Rows of box annotation data
• • • • • • •

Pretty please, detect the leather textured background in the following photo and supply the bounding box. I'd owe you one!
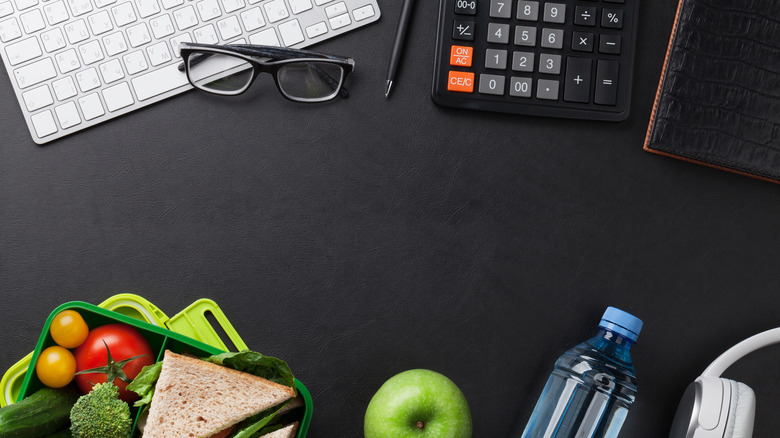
[646,0,780,180]
[0,0,780,438]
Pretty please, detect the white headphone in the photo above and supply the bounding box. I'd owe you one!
[669,328,780,438]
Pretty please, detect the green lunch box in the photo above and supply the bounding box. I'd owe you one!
[0,294,313,438]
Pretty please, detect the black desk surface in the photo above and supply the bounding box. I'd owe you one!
[0,0,780,438]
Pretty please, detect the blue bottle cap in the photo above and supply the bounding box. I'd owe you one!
[599,307,642,342]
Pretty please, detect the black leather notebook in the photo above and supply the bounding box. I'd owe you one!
[644,0,780,182]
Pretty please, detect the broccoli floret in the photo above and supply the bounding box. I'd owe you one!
[70,383,133,438]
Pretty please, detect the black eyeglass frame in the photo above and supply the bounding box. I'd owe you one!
[179,42,355,103]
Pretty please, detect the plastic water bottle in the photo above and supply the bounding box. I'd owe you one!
[511,307,642,438]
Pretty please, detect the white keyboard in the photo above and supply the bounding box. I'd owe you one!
[0,0,380,144]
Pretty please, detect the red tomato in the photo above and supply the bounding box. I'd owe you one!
[74,324,155,403]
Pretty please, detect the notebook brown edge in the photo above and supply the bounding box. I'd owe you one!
[642,0,780,184]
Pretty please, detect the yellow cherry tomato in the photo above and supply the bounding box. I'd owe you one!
[49,310,89,348]
[35,346,76,388]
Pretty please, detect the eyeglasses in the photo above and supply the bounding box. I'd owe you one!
[179,43,355,102]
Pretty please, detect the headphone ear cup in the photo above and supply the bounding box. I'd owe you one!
[723,379,756,438]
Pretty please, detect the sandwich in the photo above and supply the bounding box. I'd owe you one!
[128,350,298,438]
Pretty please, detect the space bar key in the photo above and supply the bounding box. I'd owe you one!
[132,63,189,100]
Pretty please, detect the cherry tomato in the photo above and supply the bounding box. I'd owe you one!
[35,346,76,388]
[75,324,155,403]
[49,310,89,348]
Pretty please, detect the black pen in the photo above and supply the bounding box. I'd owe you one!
[385,0,414,98]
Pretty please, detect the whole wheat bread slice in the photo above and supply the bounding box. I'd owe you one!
[143,350,295,438]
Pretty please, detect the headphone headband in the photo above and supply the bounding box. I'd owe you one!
[701,327,780,377]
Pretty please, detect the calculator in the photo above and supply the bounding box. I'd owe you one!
[432,0,639,121]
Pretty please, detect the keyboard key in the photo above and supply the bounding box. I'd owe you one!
[111,2,138,27]
[76,67,100,93]
[571,32,593,52]
[79,40,105,65]
[485,49,507,70]
[101,82,135,112]
[490,0,514,18]
[515,26,536,47]
[41,27,66,53]
[563,56,593,103]
[0,17,22,43]
[599,34,622,55]
[517,0,539,21]
[5,37,43,65]
[352,5,376,21]
[593,59,620,105]
[263,0,290,23]
[539,53,561,75]
[131,64,189,100]
[541,28,563,49]
[99,57,125,84]
[43,0,70,25]
[452,20,474,41]
[487,23,509,44]
[54,49,81,73]
[542,3,566,23]
[241,7,266,31]
[30,110,57,138]
[78,93,106,120]
[54,102,81,129]
[536,79,559,100]
[512,52,536,72]
[19,9,46,34]
[103,32,127,56]
[509,77,531,97]
[479,74,506,96]
[289,0,313,15]
[249,28,281,47]
[447,71,474,93]
[51,76,78,100]
[195,0,222,21]
[22,85,54,112]
[279,20,304,47]
[306,21,328,38]
[65,20,89,44]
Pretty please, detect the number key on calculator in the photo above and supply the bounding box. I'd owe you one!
[433,0,639,121]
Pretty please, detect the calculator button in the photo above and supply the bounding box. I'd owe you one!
[574,6,596,26]
[515,26,536,47]
[512,52,535,71]
[536,79,558,100]
[593,59,620,105]
[571,32,593,52]
[479,74,506,96]
[509,77,531,97]
[541,29,563,49]
[517,0,539,21]
[563,56,593,103]
[485,49,507,70]
[543,3,566,23]
[447,71,474,93]
[455,0,477,15]
[450,46,474,67]
[601,8,623,29]
[452,20,474,41]
[539,53,561,75]
[488,23,509,44]
[599,34,622,55]
[490,0,512,18]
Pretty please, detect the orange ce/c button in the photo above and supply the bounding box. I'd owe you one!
[447,71,474,93]
[450,46,474,67]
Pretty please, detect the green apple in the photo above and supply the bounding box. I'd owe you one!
[363,370,471,438]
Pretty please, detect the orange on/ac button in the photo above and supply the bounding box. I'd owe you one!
[450,46,474,67]
[447,71,474,93]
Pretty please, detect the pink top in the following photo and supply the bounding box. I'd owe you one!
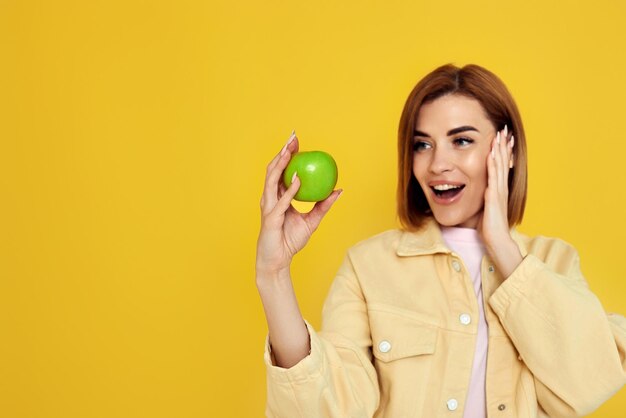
[441,226,489,418]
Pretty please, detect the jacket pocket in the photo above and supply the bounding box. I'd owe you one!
[368,304,439,363]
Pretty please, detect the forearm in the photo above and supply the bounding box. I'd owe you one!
[256,271,311,368]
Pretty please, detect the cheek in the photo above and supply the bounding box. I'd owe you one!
[466,152,489,187]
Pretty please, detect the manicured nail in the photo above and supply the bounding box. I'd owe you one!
[280,129,296,155]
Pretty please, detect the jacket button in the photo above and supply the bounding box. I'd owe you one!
[378,340,391,353]
[446,398,459,411]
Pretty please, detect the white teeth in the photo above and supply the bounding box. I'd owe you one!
[433,184,461,190]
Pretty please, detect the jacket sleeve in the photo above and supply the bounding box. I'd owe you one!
[265,251,380,418]
[489,242,626,417]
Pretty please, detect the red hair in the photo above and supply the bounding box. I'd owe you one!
[397,64,528,231]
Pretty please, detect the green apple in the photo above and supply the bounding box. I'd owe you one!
[283,151,337,202]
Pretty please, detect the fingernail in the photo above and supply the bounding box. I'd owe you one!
[280,129,296,155]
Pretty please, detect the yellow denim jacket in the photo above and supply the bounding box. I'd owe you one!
[265,220,626,418]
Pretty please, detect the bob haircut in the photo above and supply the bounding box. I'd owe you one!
[397,64,528,231]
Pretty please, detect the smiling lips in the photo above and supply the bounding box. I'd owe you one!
[429,181,465,205]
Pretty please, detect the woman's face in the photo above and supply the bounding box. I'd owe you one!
[413,94,496,228]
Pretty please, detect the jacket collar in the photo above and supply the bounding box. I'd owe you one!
[396,217,528,257]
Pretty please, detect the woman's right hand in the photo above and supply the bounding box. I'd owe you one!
[256,131,343,278]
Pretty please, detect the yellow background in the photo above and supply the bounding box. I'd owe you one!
[0,0,626,418]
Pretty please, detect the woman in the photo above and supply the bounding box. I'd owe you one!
[256,65,626,418]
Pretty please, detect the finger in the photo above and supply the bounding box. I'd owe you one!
[498,129,510,196]
[263,137,298,212]
[487,139,498,201]
[304,189,343,231]
[272,172,300,215]
[276,181,287,200]
[493,131,502,193]
[267,129,296,172]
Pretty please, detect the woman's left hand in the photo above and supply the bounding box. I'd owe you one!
[478,126,522,278]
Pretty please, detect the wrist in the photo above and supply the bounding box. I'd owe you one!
[255,266,291,287]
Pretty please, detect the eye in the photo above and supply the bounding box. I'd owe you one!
[453,137,474,147]
[413,141,430,152]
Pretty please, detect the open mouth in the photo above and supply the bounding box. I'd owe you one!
[431,184,465,200]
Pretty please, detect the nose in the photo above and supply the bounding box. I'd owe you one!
[428,147,454,174]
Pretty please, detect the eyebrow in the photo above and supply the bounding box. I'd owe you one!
[413,125,479,138]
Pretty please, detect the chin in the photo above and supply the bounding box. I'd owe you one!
[433,212,478,229]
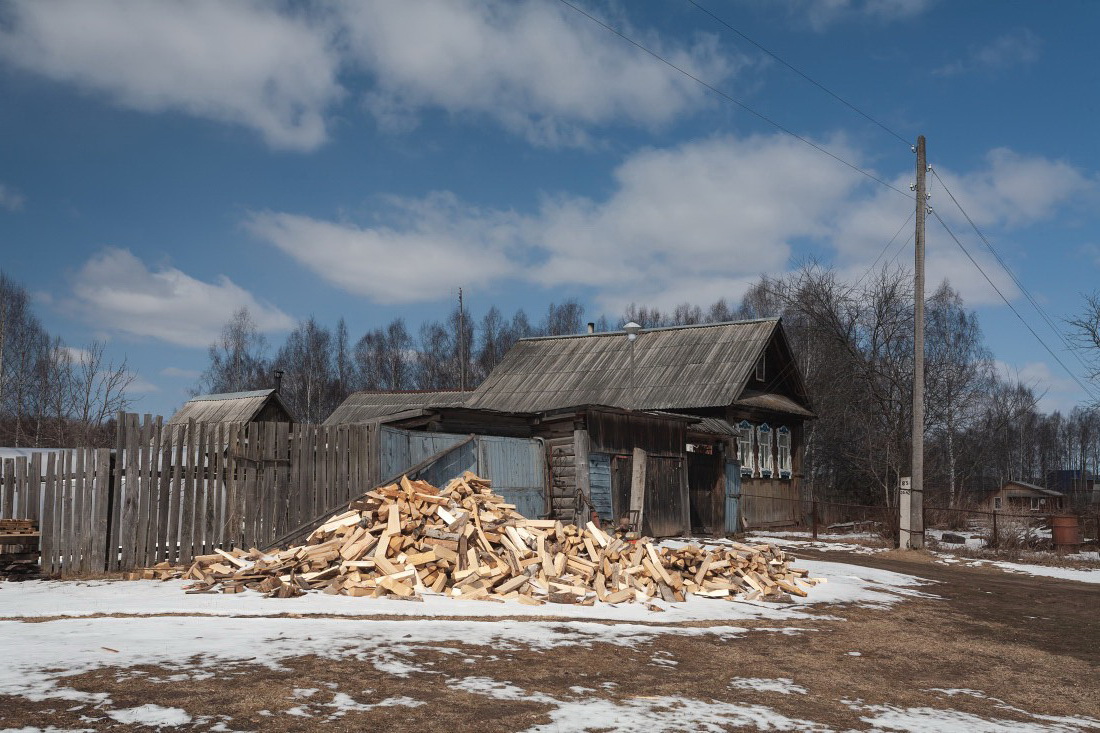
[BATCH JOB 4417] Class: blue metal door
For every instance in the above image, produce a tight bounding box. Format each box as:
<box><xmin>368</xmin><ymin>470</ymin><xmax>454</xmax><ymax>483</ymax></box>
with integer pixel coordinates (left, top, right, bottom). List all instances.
<box><xmin>726</xmin><ymin>461</ymin><xmax>741</xmax><ymax>535</ymax></box>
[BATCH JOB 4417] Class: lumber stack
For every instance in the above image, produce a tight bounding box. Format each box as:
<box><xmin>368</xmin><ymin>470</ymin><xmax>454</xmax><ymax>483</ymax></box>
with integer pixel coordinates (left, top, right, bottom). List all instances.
<box><xmin>132</xmin><ymin>471</ymin><xmax>824</xmax><ymax>605</ymax></box>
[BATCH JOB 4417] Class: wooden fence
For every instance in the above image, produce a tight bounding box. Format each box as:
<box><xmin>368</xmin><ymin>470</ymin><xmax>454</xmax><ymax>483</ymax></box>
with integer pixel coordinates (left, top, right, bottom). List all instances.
<box><xmin>0</xmin><ymin>415</ymin><xmax>378</xmax><ymax>575</ymax></box>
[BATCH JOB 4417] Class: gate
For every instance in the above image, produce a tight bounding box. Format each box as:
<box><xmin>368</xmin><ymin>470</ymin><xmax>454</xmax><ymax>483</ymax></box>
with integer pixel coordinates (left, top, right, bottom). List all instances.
<box><xmin>726</xmin><ymin>461</ymin><xmax>741</xmax><ymax>535</ymax></box>
<box><xmin>378</xmin><ymin>425</ymin><xmax>547</xmax><ymax>518</ymax></box>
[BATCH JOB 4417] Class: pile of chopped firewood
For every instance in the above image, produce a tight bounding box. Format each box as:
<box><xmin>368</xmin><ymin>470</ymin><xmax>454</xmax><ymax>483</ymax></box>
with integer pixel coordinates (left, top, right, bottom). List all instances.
<box><xmin>131</xmin><ymin>472</ymin><xmax>824</xmax><ymax>608</ymax></box>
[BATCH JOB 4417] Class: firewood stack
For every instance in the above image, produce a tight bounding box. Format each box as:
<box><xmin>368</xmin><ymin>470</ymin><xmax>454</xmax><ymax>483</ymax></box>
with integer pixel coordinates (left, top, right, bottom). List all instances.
<box><xmin>131</xmin><ymin>471</ymin><xmax>824</xmax><ymax>610</ymax></box>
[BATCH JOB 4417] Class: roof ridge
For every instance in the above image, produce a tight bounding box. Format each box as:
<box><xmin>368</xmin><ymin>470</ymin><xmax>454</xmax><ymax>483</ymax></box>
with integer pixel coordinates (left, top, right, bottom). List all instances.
<box><xmin>519</xmin><ymin>316</ymin><xmax>783</xmax><ymax>341</ymax></box>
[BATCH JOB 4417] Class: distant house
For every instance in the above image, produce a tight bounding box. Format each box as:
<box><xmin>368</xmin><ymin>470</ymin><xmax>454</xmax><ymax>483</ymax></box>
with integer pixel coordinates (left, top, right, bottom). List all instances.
<box><xmin>982</xmin><ymin>481</ymin><xmax>1066</xmax><ymax>514</ymax></box>
<box><xmin>323</xmin><ymin>390</ymin><xmax>473</xmax><ymax>425</ymax></box>
<box><xmin>326</xmin><ymin>318</ymin><xmax>813</xmax><ymax>536</ymax></box>
<box><xmin>165</xmin><ymin>390</ymin><xmax>295</xmax><ymax>426</ymax></box>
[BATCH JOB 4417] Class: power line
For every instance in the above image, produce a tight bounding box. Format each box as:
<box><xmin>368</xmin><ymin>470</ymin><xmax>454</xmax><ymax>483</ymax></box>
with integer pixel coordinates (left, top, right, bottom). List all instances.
<box><xmin>932</xmin><ymin>209</ymin><xmax>1097</xmax><ymax>400</ymax></box>
<box><xmin>849</xmin><ymin>208</ymin><xmax>916</xmax><ymax>287</ymax></box>
<box><xmin>686</xmin><ymin>0</ymin><xmax>912</xmax><ymax>147</ymax></box>
<box><xmin>560</xmin><ymin>0</ymin><xmax>913</xmax><ymax>199</ymax></box>
<box><xmin>932</xmin><ymin>168</ymin><xmax>1088</xmax><ymax>369</ymax></box>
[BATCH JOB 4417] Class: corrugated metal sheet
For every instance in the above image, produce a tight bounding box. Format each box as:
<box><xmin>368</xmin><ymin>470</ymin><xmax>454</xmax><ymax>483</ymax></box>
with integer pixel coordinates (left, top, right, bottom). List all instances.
<box><xmin>466</xmin><ymin>318</ymin><xmax>779</xmax><ymax>412</ymax></box>
<box><xmin>325</xmin><ymin>391</ymin><xmax>473</xmax><ymax>425</ymax></box>
<box><xmin>378</xmin><ymin>425</ymin><xmax>547</xmax><ymax>518</ymax></box>
<box><xmin>734</xmin><ymin>392</ymin><xmax>814</xmax><ymax>417</ymax></box>
<box><xmin>165</xmin><ymin>390</ymin><xmax>289</xmax><ymax>425</ymax></box>
<box><xmin>477</xmin><ymin>436</ymin><xmax>547</xmax><ymax>519</ymax></box>
<box><xmin>589</xmin><ymin>453</ymin><xmax>615</xmax><ymax>522</ymax></box>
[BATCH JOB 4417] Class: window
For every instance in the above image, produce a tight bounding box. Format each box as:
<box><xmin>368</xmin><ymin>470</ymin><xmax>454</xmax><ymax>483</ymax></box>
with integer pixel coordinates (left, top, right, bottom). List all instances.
<box><xmin>737</xmin><ymin>420</ymin><xmax>756</xmax><ymax>477</ymax></box>
<box><xmin>776</xmin><ymin>425</ymin><xmax>793</xmax><ymax>479</ymax></box>
<box><xmin>757</xmin><ymin>423</ymin><xmax>774</xmax><ymax>479</ymax></box>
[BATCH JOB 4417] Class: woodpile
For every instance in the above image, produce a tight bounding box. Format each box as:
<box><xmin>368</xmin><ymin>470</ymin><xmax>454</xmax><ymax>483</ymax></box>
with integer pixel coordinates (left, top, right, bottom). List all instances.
<box><xmin>139</xmin><ymin>472</ymin><xmax>824</xmax><ymax>610</ymax></box>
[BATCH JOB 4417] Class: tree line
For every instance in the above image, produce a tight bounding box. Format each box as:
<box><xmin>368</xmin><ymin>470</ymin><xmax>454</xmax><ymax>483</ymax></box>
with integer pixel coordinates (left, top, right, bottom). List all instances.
<box><xmin>0</xmin><ymin>272</ymin><xmax>134</xmax><ymax>448</ymax></box>
<box><xmin>0</xmin><ymin>263</ymin><xmax>1100</xmax><ymax>505</ymax></box>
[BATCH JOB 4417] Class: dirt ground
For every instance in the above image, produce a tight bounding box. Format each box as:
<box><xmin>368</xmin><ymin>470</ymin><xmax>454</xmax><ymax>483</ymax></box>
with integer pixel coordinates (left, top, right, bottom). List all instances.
<box><xmin>0</xmin><ymin>551</ymin><xmax>1100</xmax><ymax>732</ymax></box>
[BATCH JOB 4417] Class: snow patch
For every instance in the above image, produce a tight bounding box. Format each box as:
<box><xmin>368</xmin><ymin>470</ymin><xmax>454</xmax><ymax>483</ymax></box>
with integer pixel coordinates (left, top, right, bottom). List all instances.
<box><xmin>729</xmin><ymin>677</ymin><xmax>807</xmax><ymax>694</ymax></box>
<box><xmin>107</xmin><ymin>703</ymin><xmax>191</xmax><ymax>727</ymax></box>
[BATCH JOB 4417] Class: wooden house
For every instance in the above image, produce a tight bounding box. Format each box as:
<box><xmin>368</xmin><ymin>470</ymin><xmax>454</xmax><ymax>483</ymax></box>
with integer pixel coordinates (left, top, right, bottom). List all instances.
<box><xmin>165</xmin><ymin>389</ymin><xmax>295</xmax><ymax>426</ymax></box>
<box><xmin>981</xmin><ymin>481</ymin><xmax>1066</xmax><ymax>514</ymax></box>
<box><xmin>327</xmin><ymin>318</ymin><xmax>813</xmax><ymax>536</ymax></box>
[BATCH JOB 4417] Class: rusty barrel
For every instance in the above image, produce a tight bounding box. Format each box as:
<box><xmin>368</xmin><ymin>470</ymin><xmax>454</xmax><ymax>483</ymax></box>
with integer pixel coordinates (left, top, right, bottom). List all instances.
<box><xmin>1051</xmin><ymin>514</ymin><xmax>1081</xmax><ymax>550</ymax></box>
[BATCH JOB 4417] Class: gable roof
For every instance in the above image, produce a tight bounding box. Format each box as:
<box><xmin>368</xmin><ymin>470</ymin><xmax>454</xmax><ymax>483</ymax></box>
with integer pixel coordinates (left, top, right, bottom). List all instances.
<box><xmin>323</xmin><ymin>390</ymin><xmax>473</xmax><ymax>425</ymax></box>
<box><xmin>165</xmin><ymin>390</ymin><xmax>290</xmax><ymax>425</ymax></box>
<box><xmin>466</xmin><ymin>318</ymin><xmax>809</xmax><ymax>413</ymax></box>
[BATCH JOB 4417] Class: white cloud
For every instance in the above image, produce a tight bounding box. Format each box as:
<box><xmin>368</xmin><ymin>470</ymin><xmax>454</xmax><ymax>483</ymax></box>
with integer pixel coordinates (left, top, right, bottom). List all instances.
<box><xmin>161</xmin><ymin>367</ymin><xmax>202</xmax><ymax>380</ymax></box>
<box><xmin>341</xmin><ymin>0</ymin><xmax>740</xmax><ymax>145</ymax></box>
<box><xmin>245</xmin><ymin>194</ymin><xmax>516</xmax><ymax>303</ymax></box>
<box><xmin>65</xmin><ymin>248</ymin><xmax>294</xmax><ymax>347</ymax></box>
<box><xmin>932</xmin><ymin>29</ymin><xmax>1043</xmax><ymax>76</ymax></box>
<box><xmin>0</xmin><ymin>0</ymin><xmax>342</xmax><ymax>150</ymax></box>
<box><xmin>993</xmin><ymin>357</ymin><xmax>1090</xmax><ymax>414</ymax></box>
<box><xmin>787</xmin><ymin>0</ymin><xmax>936</xmax><ymax>32</ymax></box>
<box><xmin>0</xmin><ymin>183</ymin><xmax>26</xmax><ymax>211</ymax></box>
<box><xmin>0</xmin><ymin>0</ymin><xmax>746</xmax><ymax>150</ymax></box>
<box><xmin>248</xmin><ymin>134</ymin><xmax>1095</xmax><ymax>310</ymax></box>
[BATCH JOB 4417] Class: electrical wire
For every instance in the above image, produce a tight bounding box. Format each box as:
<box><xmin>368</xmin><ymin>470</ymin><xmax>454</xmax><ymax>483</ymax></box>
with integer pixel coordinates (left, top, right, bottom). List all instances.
<box><xmin>932</xmin><ymin>167</ymin><xmax>1089</xmax><ymax>376</ymax></box>
<box><xmin>686</xmin><ymin>0</ymin><xmax>912</xmax><ymax>147</ymax></box>
<box><xmin>853</xmin><ymin>208</ymin><xmax>916</xmax><ymax>287</ymax></box>
<box><xmin>932</xmin><ymin>209</ymin><xmax>1097</xmax><ymax>400</ymax></box>
<box><xmin>559</xmin><ymin>0</ymin><xmax>913</xmax><ymax>200</ymax></box>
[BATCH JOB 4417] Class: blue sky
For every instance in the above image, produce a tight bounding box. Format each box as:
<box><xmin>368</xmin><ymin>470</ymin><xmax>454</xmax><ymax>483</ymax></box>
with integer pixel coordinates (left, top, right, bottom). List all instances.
<box><xmin>0</xmin><ymin>0</ymin><xmax>1100</xmax><ymax>414</ymax></box>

• • • • • • •

Work to complete:
Repeat the items from the line with "Pretty please, detect the calculator in" up to and including the line with "[441,226,489,418]", and leave the pictures out of your answer.

Reply:
Pretty please, detect the calculator in the photo above and supply the bounding box. I'd owe you one!
[432,0,639,121]
Pretty please, detect the keyboard key in the photo above and supply the bounding box. I'd owe you one!
[111,2,138,27]
[76,67,100,93]
[571,32,593,52]
[79,40,105,65]
[485,49,507,70]
[101,82,135,112]
[490,0,514,18]
[515,26,536,47]
[41,27,66,53]
[563,56,593,103]
[0,17,22,43]
[599,34,622,55]
[517,0,539,21]
[5,37,43,65]
[352,5,376,21]
[593,59,620,105]
[263,0,290,23]
[539,53,561,75]
[131,64,189,100]
[541,28,563,49]
[99,57,125,84]
[43,0,70,25]
[452,20,474,41]
[487,23,509,44]
[54,49,81,73]
[542,3,566,23]
[241,7,266,31]
[30,110,57,138]
[78,93,106,120]
[54,102,81,129]
[536,79,559,100]
[512,52,536,72]
[19,9,46,34]
[103,32,127,56]
[509,77,531,97]
[479,74,506,96]
[289,0,313,15]
[249,28,281,47]
[447,71,474,93]
[51,76,78,100]
[195,0,222,21]
[22,85,54,112]
[279,20,304,47]
[306,21,328,38]
[65,20,89,44]
Pretty please, detect the number key on calculator in the photo above and supply the bounding box. I'd owe you one!
[433,0,639,121]
Pretty please, detect the calculator button in the photo above and supply the bounding box. I'd owe you one!
[574,6,596,26]
[515,26,536,47]
[512,52,535,71]
[536,79,558,100]
[593,59,620,105]
[571,32,593,52]
[479,74,506,96]
[509,77,531,97]
[541,29,563,49]
[517,0,539,21]
[563,56,593,103]
[485,49,507,70]
[543,3,566,23]
[447,71,474,93]
[455,0,477,15]
[450,46,474,67]
[601,8,623,29]
[452,20,474,41]
[539,53,561,75]
[488,23,509,44]
[599,34,622,55]
[490,0,512,18]
Pretty please, detect the orange ce/c button in the photo above and supply the bounding box. I'd owe you one!
[447,71,474,93]
[450,46,474,67]
Pretty please, detect the green apple in the photo above and supply the bounding box. I'd owe you one!
[363,370,471,438]
Pretty please, detect the orange on/ac button in the photo above and supply the bounding box. I'd owe you one!
[450,46,474,67]
[447,71,474,93]
Pretty please, detect the pink top in the following photo and supply the bounding box. I'd owe you one!
[441,226,489,418]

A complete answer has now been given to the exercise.